_Dataset entries_
☆ ☆ ☆ ☆ ☆ ☆ ☆

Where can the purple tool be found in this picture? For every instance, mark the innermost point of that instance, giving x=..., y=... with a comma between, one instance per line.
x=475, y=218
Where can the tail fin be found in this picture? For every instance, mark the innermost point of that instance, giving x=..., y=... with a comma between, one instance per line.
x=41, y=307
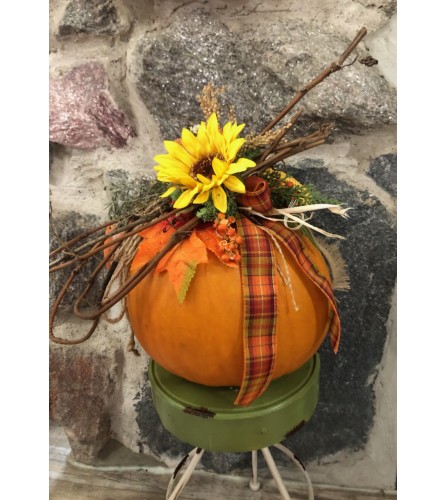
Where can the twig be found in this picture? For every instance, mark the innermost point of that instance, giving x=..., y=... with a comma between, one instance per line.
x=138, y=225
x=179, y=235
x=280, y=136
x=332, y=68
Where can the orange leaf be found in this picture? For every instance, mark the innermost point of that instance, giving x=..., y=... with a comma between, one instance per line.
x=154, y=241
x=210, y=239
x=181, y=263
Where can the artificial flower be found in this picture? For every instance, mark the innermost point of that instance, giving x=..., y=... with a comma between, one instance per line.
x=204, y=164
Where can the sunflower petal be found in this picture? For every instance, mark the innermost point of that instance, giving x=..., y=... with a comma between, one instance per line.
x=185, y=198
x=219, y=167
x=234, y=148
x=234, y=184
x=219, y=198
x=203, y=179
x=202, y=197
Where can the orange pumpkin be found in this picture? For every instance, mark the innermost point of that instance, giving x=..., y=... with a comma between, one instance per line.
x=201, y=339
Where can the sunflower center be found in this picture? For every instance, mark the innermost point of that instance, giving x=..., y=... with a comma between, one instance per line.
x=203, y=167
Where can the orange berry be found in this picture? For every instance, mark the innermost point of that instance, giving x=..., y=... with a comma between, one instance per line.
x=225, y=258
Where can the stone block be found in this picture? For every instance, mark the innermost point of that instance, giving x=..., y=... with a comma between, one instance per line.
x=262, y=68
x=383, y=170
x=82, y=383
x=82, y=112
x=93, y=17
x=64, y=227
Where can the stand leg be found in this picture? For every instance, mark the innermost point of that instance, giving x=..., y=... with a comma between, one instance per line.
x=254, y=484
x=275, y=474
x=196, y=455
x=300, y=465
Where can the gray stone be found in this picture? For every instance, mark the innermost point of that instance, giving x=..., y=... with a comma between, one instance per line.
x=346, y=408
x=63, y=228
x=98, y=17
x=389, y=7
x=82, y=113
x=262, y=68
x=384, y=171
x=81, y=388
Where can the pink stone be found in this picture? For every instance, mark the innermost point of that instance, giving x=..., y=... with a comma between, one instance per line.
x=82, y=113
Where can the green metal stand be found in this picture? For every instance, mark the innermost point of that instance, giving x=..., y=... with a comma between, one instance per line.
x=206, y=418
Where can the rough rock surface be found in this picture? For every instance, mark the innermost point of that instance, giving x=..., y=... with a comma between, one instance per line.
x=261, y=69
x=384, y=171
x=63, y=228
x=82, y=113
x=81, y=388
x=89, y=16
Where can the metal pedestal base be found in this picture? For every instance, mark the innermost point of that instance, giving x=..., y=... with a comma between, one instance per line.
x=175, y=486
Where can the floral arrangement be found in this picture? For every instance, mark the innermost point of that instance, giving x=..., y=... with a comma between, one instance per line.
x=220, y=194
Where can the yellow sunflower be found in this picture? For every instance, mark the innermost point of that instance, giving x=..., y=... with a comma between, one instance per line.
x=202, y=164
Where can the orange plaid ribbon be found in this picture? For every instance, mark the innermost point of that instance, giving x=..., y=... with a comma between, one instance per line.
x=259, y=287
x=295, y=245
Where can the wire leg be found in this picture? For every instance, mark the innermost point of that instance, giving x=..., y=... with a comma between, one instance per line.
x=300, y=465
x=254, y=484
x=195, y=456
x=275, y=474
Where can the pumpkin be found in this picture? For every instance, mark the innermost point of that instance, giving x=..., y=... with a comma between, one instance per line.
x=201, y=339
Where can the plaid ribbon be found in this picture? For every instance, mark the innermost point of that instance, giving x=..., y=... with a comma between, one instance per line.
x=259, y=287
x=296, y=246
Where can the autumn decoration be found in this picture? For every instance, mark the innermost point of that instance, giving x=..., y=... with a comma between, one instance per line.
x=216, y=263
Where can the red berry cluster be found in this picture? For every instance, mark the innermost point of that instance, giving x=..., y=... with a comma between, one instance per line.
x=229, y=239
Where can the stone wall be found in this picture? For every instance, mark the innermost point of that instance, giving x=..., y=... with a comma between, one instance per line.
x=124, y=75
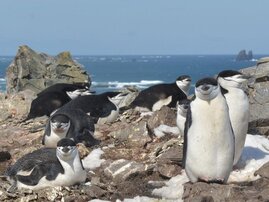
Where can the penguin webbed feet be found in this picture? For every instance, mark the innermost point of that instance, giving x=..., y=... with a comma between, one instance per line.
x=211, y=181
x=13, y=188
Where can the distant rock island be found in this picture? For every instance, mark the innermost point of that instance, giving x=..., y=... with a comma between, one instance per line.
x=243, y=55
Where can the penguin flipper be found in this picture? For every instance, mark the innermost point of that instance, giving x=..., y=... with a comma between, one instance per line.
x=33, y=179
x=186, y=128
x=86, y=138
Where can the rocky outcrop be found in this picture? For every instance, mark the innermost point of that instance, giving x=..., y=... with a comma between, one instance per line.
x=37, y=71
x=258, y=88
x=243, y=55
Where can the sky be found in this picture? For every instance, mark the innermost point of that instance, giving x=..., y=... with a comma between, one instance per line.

☆ ☆ ☆ ☆ ☆ ☆ ☆

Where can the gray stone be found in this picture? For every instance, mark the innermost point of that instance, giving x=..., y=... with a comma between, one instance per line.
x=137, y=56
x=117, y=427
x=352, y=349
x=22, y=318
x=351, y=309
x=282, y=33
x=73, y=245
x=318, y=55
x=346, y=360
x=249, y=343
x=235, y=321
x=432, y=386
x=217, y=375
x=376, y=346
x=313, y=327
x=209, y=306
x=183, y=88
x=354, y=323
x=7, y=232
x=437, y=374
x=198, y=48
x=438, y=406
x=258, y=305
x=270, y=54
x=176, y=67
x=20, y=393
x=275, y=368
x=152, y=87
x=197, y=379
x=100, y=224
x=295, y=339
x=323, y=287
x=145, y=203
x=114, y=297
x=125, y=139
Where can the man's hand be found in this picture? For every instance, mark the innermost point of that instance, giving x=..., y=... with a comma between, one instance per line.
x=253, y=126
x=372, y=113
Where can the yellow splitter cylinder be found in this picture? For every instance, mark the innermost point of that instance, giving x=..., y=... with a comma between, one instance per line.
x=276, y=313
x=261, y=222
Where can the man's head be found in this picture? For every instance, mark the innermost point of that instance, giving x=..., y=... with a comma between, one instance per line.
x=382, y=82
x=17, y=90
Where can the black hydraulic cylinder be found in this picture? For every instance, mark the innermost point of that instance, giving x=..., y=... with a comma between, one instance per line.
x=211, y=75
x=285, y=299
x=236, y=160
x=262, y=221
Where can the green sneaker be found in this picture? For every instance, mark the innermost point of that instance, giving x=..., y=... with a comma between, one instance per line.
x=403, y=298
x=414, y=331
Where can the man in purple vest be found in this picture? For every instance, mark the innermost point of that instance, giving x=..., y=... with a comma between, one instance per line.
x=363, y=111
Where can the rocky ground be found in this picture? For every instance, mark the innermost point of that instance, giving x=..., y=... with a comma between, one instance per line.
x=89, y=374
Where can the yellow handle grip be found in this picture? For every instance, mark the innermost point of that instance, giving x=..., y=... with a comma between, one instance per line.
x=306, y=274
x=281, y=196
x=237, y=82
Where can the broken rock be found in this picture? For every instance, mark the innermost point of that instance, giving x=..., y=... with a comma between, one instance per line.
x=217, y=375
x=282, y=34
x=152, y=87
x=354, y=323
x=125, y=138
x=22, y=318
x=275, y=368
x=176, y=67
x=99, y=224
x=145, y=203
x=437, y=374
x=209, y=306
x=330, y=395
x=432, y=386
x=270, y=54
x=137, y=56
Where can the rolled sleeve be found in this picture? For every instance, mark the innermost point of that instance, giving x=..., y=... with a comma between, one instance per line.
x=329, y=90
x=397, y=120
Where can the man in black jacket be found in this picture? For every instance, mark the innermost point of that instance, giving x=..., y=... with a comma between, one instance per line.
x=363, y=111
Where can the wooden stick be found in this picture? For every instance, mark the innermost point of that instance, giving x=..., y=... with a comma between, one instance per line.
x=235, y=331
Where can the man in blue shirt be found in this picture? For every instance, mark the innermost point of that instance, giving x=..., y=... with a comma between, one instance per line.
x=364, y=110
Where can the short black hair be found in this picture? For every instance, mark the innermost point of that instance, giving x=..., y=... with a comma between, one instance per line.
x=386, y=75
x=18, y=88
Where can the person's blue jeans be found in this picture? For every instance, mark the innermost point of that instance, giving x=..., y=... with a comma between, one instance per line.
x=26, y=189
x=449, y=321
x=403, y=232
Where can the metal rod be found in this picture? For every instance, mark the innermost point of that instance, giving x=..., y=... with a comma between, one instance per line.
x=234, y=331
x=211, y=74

☆ ☆ ☆ ☆ ☆ ☆ ☆

_EXERCISE TASK_
Please copy out the records from the line with "Where can the floral" to the line with "x=220, y=194", swapping "floral arrangement" for "flower bouquet" and keeping everything else the same.

_FINAL ANSWER_
Where can the flower bouquet be found in this picture? For every instance, mark the innermost point of that instance, giving x=..., y=... with a comma between, one instance per line.
x=220, y=194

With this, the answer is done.